How to complete this task: Would you repeat each line below exactly, without the pictures?

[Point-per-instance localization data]
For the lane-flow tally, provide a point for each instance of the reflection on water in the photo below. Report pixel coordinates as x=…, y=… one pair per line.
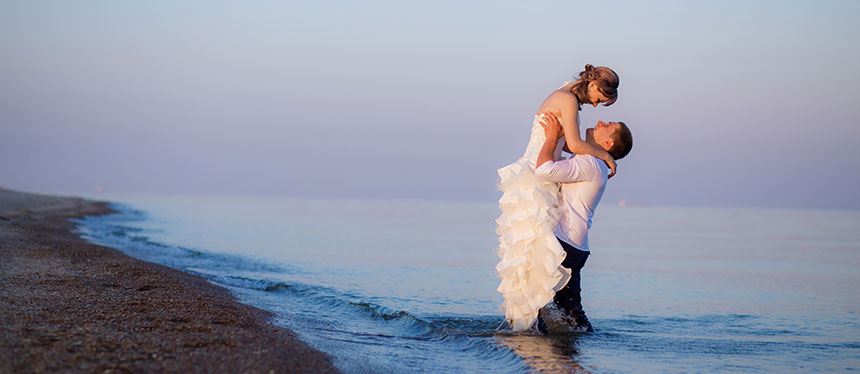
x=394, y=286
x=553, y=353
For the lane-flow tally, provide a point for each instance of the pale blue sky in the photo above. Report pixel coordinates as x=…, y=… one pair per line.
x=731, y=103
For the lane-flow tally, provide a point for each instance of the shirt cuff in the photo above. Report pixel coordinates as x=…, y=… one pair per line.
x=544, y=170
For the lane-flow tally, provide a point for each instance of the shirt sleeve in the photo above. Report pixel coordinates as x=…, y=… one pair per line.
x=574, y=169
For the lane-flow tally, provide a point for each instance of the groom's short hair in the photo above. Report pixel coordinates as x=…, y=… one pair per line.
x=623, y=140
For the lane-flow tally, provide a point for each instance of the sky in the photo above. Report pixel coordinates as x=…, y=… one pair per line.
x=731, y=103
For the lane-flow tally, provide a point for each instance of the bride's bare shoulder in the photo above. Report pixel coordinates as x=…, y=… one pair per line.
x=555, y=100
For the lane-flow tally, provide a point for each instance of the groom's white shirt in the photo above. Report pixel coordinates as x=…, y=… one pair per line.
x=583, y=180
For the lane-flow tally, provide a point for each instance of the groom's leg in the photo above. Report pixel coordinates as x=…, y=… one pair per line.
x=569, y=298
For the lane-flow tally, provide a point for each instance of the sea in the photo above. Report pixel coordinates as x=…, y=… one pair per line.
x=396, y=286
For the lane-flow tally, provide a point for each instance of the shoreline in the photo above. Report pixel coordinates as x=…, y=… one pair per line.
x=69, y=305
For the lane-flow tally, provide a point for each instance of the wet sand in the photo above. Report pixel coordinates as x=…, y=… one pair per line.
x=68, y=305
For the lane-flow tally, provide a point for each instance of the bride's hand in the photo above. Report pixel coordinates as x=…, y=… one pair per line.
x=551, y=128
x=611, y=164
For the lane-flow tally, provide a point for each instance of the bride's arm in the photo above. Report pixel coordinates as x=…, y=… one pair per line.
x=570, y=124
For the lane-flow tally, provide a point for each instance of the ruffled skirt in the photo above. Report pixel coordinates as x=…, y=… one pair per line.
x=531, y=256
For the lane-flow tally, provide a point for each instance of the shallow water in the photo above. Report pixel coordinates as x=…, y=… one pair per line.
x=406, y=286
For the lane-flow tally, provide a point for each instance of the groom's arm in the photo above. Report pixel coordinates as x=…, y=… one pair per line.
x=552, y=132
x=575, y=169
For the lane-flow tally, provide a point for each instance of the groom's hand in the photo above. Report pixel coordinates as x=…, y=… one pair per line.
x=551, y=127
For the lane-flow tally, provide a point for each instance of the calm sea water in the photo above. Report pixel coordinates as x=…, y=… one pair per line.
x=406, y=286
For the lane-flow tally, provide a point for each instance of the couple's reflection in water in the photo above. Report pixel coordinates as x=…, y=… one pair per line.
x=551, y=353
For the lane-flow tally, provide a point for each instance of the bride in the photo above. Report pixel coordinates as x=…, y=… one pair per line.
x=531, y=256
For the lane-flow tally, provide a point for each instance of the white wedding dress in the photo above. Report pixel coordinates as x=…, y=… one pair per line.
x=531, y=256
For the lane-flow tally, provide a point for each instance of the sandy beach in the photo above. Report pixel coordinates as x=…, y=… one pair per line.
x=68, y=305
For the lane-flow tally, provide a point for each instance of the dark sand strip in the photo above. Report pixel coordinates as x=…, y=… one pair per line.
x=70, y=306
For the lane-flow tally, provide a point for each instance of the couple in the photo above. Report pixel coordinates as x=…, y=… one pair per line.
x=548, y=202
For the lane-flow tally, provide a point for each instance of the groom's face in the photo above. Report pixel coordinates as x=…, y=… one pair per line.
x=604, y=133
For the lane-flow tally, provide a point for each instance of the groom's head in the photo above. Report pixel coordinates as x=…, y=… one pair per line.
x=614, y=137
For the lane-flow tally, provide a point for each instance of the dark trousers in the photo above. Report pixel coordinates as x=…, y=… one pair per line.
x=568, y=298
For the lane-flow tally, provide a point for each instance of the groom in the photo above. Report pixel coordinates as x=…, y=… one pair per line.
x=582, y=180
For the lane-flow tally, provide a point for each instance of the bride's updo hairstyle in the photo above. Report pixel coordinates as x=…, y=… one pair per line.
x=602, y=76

Task answer:
For the lane-flow tally, provide a point for each instance of the reflection on water in the photo below. Report pixel coordinates as x=…, y=… one pair per line.
x=394, y=286
x=553, y=353
For the lane-flow tally, provide a point for each instance of the pale blue sky in the photo above. Report pixel coordinates as x=…, y=… one pair per line.
x=731, y=103
For the lane-flow tally, provide a point for each instance of the shirt cuff in the photo above. Report pixel coordinates as x=…, y=… one pair per line.
x=544, y=170
For the lane-flow tally, provide a point for each instance of the shirt sleeve in the photo above. Report pixel coordinates as x=…, y=… one pair per line.
x=574, y=169
For the lane-flow tally, provide a point for each instance of the groom's short hair in the photo above. Report pixel coordinates as x=…, y=… one pair per line.
x=623, y=140
For the lane-flow tally, provide a point for each instance of the sky in the photo above. Report pixel coordinates as x=…, y=… one pair per line.
x=731, y=103
For the lane-flow tally, provide a point for each instance of the bride's bare shoulder in the photo above. Report pixel coordinates as x=…, y=… one pair per line.
x=555, y=100
For the lane-flow tally, provide a point for each instance of the groom's white shirt in the photo above. Report pixel coordinates as x=…, y=… one pair per line.
x=583, y=180
For the lane-flow tally, provide a point for each instance of the groom's leg in the photo above. Report pixel coordinates as x=…, y=… one pair per line.
x=569, y=298
For the lane-flow tally, provide a point for each instance of the sea in the photo above. Report pixel coordinates as x=…, y=… one pair per line.
x=396, y=286
For the lane-flow tally, provide a point for each instance of the shoreline in the photo above. Report pixel coordinates as x=…, y=… one pair per line.
x=69, y=305
For the lane-flow tally, provide a point for each instance of the wet sand in the photo above. Report pixel coordinates as x=…, y=… one pair per line.
x=68, y=305
For the lane-flow tally, provide a point for each instance of the bride's hand in the photo above. Report pixel coordinates as x=…, y=… one pair per line.
x=551, y=128
x=611, y=164
For the lane-flow tally, provide a point for each instance of the bride's arm in the photo above. Report pixel coordinates as x=…, y=… one pair per line.
x=570, y=124
For the lane-flow tally, provide a point for each instance of the ruffled skirt in the photo above. Report pixel coordinates as x=…, y=… one pair per line.
x=531, y=256
For the lane-flow tally, provide a point for each instance of the shallow water in the photo above. Report pixel coordinates as x=…, y=… one pair per line.
x=406, y=286
For the lane-flow tally, provide a point for each instance of the groom's arm in the photo above. Report pixel coordinates as x=…, y=… one pair per line.
x=552, y=132
x=575, y=169
For the lane-flow tally, provide a point for each instance of the groom's hand in the photo above. Report pixel coordinates as x=…, y=… one pair per line.
x=551, y=127
For the lane-flow tally, provide a point for each instance of the calm sea water in the photo above. Report pixel coordinates as x=…, y=… one pair per line.
x=406, y=286
For the lane-flow tally, provide a point for each instance of the couple's reflection in water in the photo above. Report pixel coordinates as x=…, y=… one pair per line.
x=551, y=353
For the lane-flow tally, provide a point for each instance of the bride in the photo above. Report pixel coordinates as x=…, y=… one pair per line.
x=531, y=256
For the lane-flow tally, provide a point for each instance of the white wedding dress in the photo above. Report pixel coordinates as x=…, y=… one pair per line.
x=531, y=256
For the lane-flow tally, provide a point for each instance of the sandy beach in the photo above. Report pixel coordinates as x=…, y=… one pair per line.
x=68, y=305
For the lane-flow tally, provide a point for each instance of the dark sand strip in the photo above. Report pixel coordinates as x=…, y=… one pair per line.
x=70, y=306
For the lane-flow tally, provide a point for each instance of the couple in the photo above. Report pixel coordinates as x=…, y=… one pair per line.
x=548, y=202
For the lane-flow tally, provide a point for each instance of the groom's face in the photo above. Report pixel coordinates as x=…, y=… one pair per line.
x=604, y=133
For the lane-flow tally, provide a point for each instance of the groom's head in the photo above. Report pixel coordinates as x=…, y=… one pair per line.
x=614, y=137
For the lane-flow tally, provide a point for each instance of the dark trousers in the photo above. Report pixel coordinates as x=…, y=… one pair per line.
x=568, y=298
For the lane-flow tally, provide a point for each instance of the groom in the photo above. Report pixel coordinates as x=…, y=… one pair per line.
x=582, y=180
For the lane-flow tally, provide a point for each instance of the bride's updo hairstyle in the photo above. Report pixel coordinates as x=…, y=… one pair per line.
x=602, y=76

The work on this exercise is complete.